SHORT PROBLEM -
Pick out each line of the data below that contains the word "fence" and copy those lines in full.
___ SUPPLIED ENTRIES
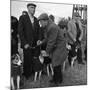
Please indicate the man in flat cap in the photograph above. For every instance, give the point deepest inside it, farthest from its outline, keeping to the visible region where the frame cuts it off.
(55, 47)
(28, 31)
(75, 35)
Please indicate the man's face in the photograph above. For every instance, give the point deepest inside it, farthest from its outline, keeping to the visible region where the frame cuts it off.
(43, 23)
(31, 10)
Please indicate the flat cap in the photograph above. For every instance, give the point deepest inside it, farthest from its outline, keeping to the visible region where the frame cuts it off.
(76, 14)
(31, 4)
(43, 16)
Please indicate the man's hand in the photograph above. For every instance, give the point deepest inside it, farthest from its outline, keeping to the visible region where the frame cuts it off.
(26, 46)
(39, 42)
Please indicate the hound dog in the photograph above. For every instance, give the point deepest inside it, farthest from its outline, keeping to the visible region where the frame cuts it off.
(39, 62)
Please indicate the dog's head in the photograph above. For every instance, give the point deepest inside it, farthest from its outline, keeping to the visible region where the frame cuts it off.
(16, 60)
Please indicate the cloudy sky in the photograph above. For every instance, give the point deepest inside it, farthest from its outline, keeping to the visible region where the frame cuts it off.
(58, 10)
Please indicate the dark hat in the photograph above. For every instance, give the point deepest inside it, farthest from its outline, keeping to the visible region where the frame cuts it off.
(31, 4)
(43, 16)
(76, 14)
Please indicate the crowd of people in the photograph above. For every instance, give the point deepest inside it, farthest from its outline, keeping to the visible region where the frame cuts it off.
(36, 34)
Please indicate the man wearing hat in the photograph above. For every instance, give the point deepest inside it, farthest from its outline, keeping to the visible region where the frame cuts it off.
(75, 34)
(56, 46)
(28, 30)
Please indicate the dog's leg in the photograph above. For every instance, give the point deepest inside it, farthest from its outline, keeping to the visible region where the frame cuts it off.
(18, 82)
(12, 83)
(51, 69)
(35, 78)
(40, 74)
(48, 70)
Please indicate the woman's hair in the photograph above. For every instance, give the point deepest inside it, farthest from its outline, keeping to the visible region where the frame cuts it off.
(14, 23)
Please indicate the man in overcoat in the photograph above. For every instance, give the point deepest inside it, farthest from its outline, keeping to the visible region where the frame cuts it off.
(56, 46)
(29, 30)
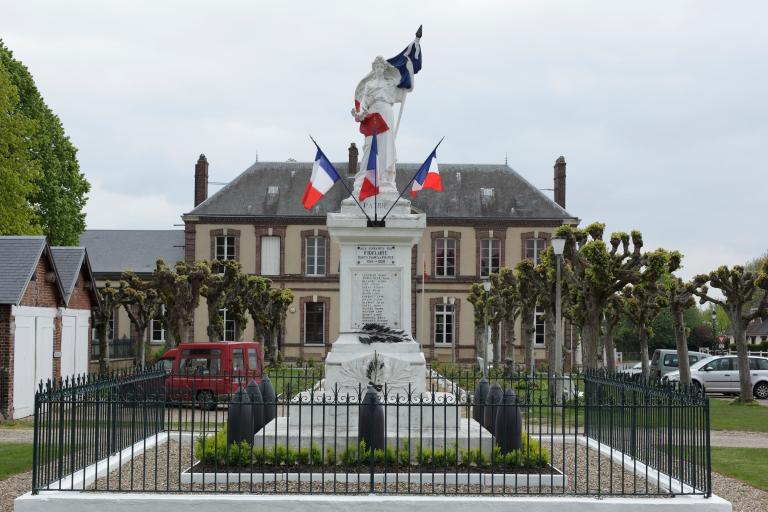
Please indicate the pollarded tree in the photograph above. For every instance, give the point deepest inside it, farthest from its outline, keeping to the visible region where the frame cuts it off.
(179, 291)
(641, 304)
(740, 288)
(527, 292)
(600, 270)
(142, 303)
(103, 312)
(611, 318)
(546, 271)
(680, 299)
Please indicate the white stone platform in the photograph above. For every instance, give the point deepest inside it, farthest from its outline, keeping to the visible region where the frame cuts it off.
(468, 434)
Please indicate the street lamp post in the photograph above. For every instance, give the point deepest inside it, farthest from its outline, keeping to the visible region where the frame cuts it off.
(558, 244)
(487, 288)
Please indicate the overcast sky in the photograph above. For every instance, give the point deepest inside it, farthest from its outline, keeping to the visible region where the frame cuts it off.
(658, 107)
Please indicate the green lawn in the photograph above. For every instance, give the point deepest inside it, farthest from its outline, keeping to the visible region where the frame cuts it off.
(15, 458)
(727, 415)
(750, 465)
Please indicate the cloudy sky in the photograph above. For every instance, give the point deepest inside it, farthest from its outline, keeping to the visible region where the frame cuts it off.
(658, 107)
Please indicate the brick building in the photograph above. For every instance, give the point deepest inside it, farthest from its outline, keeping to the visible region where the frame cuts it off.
(39, 310)
(487, 216)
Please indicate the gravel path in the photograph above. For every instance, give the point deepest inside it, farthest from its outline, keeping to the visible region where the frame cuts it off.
(12, 487)
(743, 497)
(597, 475)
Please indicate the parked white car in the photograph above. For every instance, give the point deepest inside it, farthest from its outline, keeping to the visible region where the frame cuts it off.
(720, 374)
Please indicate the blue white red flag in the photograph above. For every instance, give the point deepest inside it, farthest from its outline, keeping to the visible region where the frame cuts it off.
(324, 175)
(428, 175)
(370, 186)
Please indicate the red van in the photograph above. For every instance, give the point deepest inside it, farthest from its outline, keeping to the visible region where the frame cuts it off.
(210, 372)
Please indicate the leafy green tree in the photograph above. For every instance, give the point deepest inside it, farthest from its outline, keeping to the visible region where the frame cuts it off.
(60, 192)
(179, 291)
(600, 270)
(107, 301)
(740, 289)
(19, 172)
(142, 303)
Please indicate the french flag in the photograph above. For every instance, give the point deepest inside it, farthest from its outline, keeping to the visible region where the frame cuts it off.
(324, 175)
(370, 186)
(428, 175)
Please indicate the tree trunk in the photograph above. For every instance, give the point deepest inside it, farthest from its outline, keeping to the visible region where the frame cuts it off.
(742, 356)
(644, 351)
(682, 346)
(141, 356)
(550, 340)
(610, 352)
(590, 341)
(101, 331)
(496, 333)
(528, 331)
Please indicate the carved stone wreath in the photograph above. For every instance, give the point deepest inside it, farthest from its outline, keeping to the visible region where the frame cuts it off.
(375, 333)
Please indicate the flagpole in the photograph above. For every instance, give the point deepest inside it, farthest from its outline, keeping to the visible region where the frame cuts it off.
(409, 184)
(423, 293)
(341, 179)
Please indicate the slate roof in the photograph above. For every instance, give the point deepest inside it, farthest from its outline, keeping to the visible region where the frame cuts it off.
(112, 251)
(69, 261)
(512, 197)
(18, 259)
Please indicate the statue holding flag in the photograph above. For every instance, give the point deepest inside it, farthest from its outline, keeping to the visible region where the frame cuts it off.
(388, 83)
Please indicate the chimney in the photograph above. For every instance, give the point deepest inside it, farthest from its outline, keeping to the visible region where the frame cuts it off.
(352, 159)
(201, 180)
(560, 181)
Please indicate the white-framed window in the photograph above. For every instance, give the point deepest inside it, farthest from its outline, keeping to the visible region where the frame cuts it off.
(490, 256)
(314, 323)
(444, 324)
(270, 255)
(314, 256)
(445, 257)
(538, 322)
(225, 248)
(157, 330)
(229, 326)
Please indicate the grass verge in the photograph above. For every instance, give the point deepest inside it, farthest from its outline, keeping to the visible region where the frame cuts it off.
(750, 465)
(15, 458)
(727, 415)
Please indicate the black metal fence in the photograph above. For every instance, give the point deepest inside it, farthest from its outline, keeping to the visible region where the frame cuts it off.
(505, 433)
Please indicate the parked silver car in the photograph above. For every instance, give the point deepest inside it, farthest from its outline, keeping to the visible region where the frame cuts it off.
(665, 360)
(720, 374)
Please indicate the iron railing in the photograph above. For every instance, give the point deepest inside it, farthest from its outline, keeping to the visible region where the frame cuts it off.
(590, 434)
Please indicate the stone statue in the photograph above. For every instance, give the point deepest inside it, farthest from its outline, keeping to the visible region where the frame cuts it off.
(389, 81)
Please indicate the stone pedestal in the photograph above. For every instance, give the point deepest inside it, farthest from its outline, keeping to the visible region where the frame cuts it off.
(375, 288)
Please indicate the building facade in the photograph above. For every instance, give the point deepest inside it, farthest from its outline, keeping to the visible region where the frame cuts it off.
(487, 216)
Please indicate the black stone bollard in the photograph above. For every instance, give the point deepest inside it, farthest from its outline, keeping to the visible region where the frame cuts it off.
(481, 395)
(492, 406)
(370, 423)
(257, 405)
(240, 419)
(509, 424)
(270, 400)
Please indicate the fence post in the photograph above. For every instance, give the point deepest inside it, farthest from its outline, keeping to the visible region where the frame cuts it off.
(35, 443)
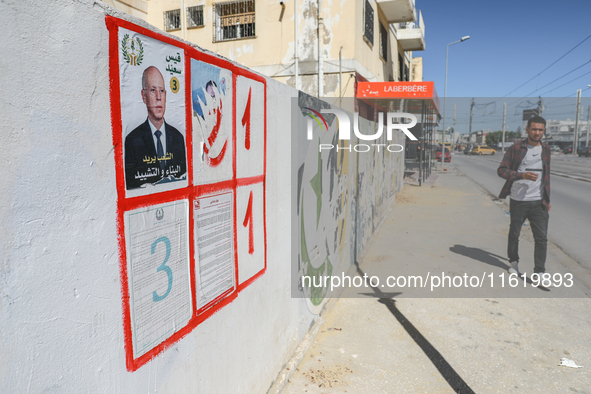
______
RESULT BELOW -
Please indicate the black metal fence in the photograph above. For every instance, give the point deepest inside it, farthest from its outline, keeping to the visible region where the frame cuts it off.
Please indicate the fence post in the photograph above. For every instance, give the point deepest inside it, farthest from its outline, keeping to the visible region where the frame cuts it off.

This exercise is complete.